Short problem a:
Return these lines exactly: everything in the listing from the line containing "Provide the segmentation of every instance of the **tree" down through the end of the listing, both ends included.

Selected passage:
□ □ □

# Threshing Machine Flatcar Load



## Eric M. (Jan 3, 2008)

A while back I posted some pictures and information about a Case threshing machine that I kitbashed. I have updated pictures and information on my blog. The threshing machine was originally purchased to use as a piece of "rolling stock" for my custom live steam tractor, but it makes a nice flat car load too. Here is one of the updated photos:









If you are interested, please take a look at my posting about the threshing machine by  clicking here.  At the bottom of the post you can also find a link to a gallery with many more detailed pics.


Thanks for looking.


 Regards,


----------



## Torby (Jan 2, 2008)

That's about what they looked like! A nice new one going to some proud owners.


----------



## Eric M. (Jan 3, 2008)

I just updated my blog so the threshing machine post is now buried under another unrelated post.  Here is a direct link back to the threshing machine post so you don't need to wade through any of my other projects to get there.


Thanks again for looking.


 Regards,


----------



## Dave F (Jan 2, 2008)

Wow, very nice job... Looks great.


----------



## crashbig (Aug 29, 2008)

That looks wonderful, we try to run one every year at the Northen Illinios Steam power Club. Its first come first serve so who ever gets their traction engine to her first gets to run her. Quite a sight when the straw is flying out the other end, kids love to play in it but sure is itchy.








This is our double cylinder Keck Gonnerman, does quite good job of runnin the thresher or saw mill.


----------

□ □ □

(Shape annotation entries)
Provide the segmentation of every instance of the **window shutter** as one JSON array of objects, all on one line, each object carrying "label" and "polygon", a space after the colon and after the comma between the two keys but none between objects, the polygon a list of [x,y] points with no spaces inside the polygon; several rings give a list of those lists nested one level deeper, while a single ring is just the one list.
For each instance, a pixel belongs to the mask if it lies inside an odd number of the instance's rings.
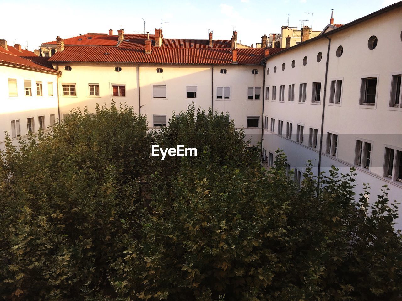
[{"label": "window shutter", "polygon": [[154,85],[154,97],[166,98],[166,86],[162,85]]}]

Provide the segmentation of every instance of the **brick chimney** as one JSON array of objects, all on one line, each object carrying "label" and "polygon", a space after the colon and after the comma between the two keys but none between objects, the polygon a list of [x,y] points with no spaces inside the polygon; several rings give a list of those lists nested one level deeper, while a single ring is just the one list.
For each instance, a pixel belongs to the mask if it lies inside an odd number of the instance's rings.
[{"label": "brick chimney", "polygon": [[57,36],[57,38],[56,38],[56,52],[58,52],[59,51],[62,51],[64,50],[64,39],[62,39],[59,37]]},{"label": "brick chimney", "polygon": [[264,35],[263,36],[261,37],[261,48],[267,48],[267,35]]},{"label": "brick chimney", "polygon": [[290,48],[290,37],[289,36],[286,37],[286,46],[285,47],[285,48]]},{"label": "brick chimney", "polygon": [[117,41],[123,42],[124,40],[124,30],[120,29],[117,31]]},{"label": "brick chimney", "polygon": [[236,49],[237,48],[237,32],[234,31],[232,36],[232,49]]},{"label": "brick chimney", "polygon": [[14,48],[15,48],[17,50],[19,51],[20,52],[22,52],[22,51],[21,50],[21,45],[19,44],[14,44]]},{"label": "brick chimney", "polygon": [[160,47],[163,45],[163,35],[162,30],[155,29],[155,47]]},{"label": "brick chimney", "polygon": [[302,43],[306,41],[310,38],[310,30],[311,29],[308,26],[303,26],[302,28]]},{"label": "brick chimney", "polygon": [[0,40],[0,46],[1,46],[6,50],[8,50],[7,48],[7,41],[4,39]]},{"label": "brick chimney", "polygon": [[232,53],[233,55],[233,58],[232,59],[232,62],[234,63],[237,63],[237,49],[234,49],[232,51]]}]

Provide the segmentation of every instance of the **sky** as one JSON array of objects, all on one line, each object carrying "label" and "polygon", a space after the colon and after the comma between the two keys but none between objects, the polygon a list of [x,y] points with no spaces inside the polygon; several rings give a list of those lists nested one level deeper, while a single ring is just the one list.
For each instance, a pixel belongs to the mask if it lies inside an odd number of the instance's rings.
[{"label": "sky", "polygon": [[[345,24],[397,2],[396,0],[0,0],[0,39],[33,51],[42,43],[87,33],[153,34],[162,23],[165,38],[230,39],[233,27],[238,40],[246,45],[261,43],[261,37],[280,33],[288,24],[300,27],[308,20],[313,30],[329,22]],[[308,14],[306,13],[312,13]],[[304,24],[307,21],[304,21]],[[239,41],[240,42],[240,41]]]}]

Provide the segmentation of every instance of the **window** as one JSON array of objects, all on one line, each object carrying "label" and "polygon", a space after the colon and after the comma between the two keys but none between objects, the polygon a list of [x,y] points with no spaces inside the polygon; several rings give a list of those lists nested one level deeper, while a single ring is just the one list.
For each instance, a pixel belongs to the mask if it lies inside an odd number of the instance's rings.
[{"label": "window", "polygon": [[53,96],[53,83],[47,82],[47,95],[49,96]]},{"label": "window", "polygon": [[38,96],[41,96],[43,94],[42,93],[42,82],[36,82],[36,95]]},{"label": "window", "polygon": [[313,93],[312,96],[312,102],[320,102],[321,97],[321,82],[313,83]]},{"label": "window", "polygon": [[331,81],[331,92],[330,95],[329,103],[340,103],[340,95],[342,90],[342,79]]},{"label": "window", "polygon": [[63,95],[76,96],[76,89],[75,83],[63,83]]},{"label": "window", "polygon": [[14,78],[8,79],[8,95],[16,96],[17,93],[17,80]]},{"label": "window", "polygon": [[303,144],[303,134],[304,132],[304,126],[297,124],[296,131],[296,142]]},{"label": "window", "polygon": [[51,114],[49,117],[50,118],[50,126],[53,126],[54,125],[55,122],[54,114]]},{"label": "window", "polygon": [[293,124],[291,122],[286,122],[286,138],[288,139],[292,138],[292,128]]},{"label": "window", "polygon": [[27,129],[28,130],[28,133],[33,133],[35,132],[33,122],[33,117],[27,118]]},{"label": "window", "polygon": [[[154,86],[155,87],[155,85]],[[166,86],[164,86],[166,87]],[[112,95],[114,96],[125,96],[125,85],[112,85]],[[154,97],[155,96],[155,89],[154,90]],[[165,93],[165,97],[166,97]]]},{"label": "window", "polygon": [[317,139],[318,130],[316,128],[310,128],[310,133],[308,136],[308,146],[312,148],[317,148]]},{"label": "window", "polygon": [[275,118],[271,118],[271,127],[270,129],[271,132],[275,132]]},{"label": "window", "polygon": [[30,80],[24,81],[24,86],[25,87],[25,96],[32,96],[32,88]]},{"label": "window", "polygon": [[295,85],[289,85],[287,94],[287,101],[293,102],[295,100]]},{"label": "window", "polygon": [[327,132],[326,153],[331,156],[336,157],[338,150],[338,135]]},{"label": "window", "polygon": [[282,130],[283,128],[283,122],[281,120],[278,120],[278,134],[282,136]]},{"label": "window", "polygon": [[166,126],[166,115],[154,115],[154,126]]},{"label": "window", "polygon": [[285,100],[285,85],[281,85],[279,86],[279,101],[283,102]]},{"label": "window", "polygon": [[38,117],[38,124],[39,124],[39,130],[45,129],[45,116],[39,116]]},{"label": "window", "polygon": [[402,182],[402,151],[386,147],[385,155],[384,176]]},{"label": "window", "polygon": [[20,120],[11,120],[11,138],[21,136],[21,130],[20,128]]},{"label": "window", "polygon": [[258,128],[259,126],[259,116],[247,116],[248,128]]},{"label": "window", "polygon": [[391,87],[391,107],[401,107],[401,77],[400,74],[392,75],[392,83]]},{"label": "window", "polygon": [[197,96],[197,86],[187,86],[187,98],[195,98]]},{"label": "window", "polygon": [[373,106],[375,103],[377,77],[367,77],[361,79],[360,104]]},{"label": "window", "polygon": [[307,83],[304,83],[300,84],[299,89],[299,102],[306,102],[306,92],[307,89]]}]

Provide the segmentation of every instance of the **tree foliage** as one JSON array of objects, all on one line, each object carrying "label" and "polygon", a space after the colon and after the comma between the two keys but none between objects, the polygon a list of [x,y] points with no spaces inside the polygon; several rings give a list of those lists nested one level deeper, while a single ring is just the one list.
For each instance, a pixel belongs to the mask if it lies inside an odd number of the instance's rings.
[{"label": "tree foliage", "polygon": [[[387,189],[353,170],[301,187],[261,169],[228,116],[72,113],[0,158],[0,295],[15,300],[390,300],[401,244]],[[197,157],[150,157],[151,145]],[[318,196],[317,196],[318,195]],[[372,199],[373,198],[372,197]]]}]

□ □ □

Short problem b:
Answer these from the threshing machine thread:
(i) What make of threshing machine did Eric M. kitbash?
(ii) What was the threshing machine originally purchased to serve as?
(iii) What engine does crashbig say the club uses to run the thresher or saw mill?

Answer a:
Provide the segmentation of every instance of the **tree foliage** as one JSON array of objects, all on one line, each object carrying "label" and "polygon", a space after the colon and after the comma between the two keys but none between objects, the polygon a list of [x,y] points with no spaces inside the polygon; several rings give a list of those lists nested one level deeper, while a single ring is just the one list.
For each instance, a pixel belongs to the mask if it lies inside an odd number of the instance's rings.
[{"label": "tree foliage", "polygon": [[[387,189],[353,170],[301,187],[261,169],[228,116],[72,113],[0,158],[0,295],[15,300],[390,300],[401,244]],[[197,157],[150,157],[151,145]],[[318,196],[317,196],[318,195]],[[372,199],[373,198],[372,197]]]}]

Answer b:
(i) A Case threshing machine.
(ii) A piece of "rolling stock" for Eric M.'s custom live steam tractor.
(iii) A double cylinder Keck Gonnerman.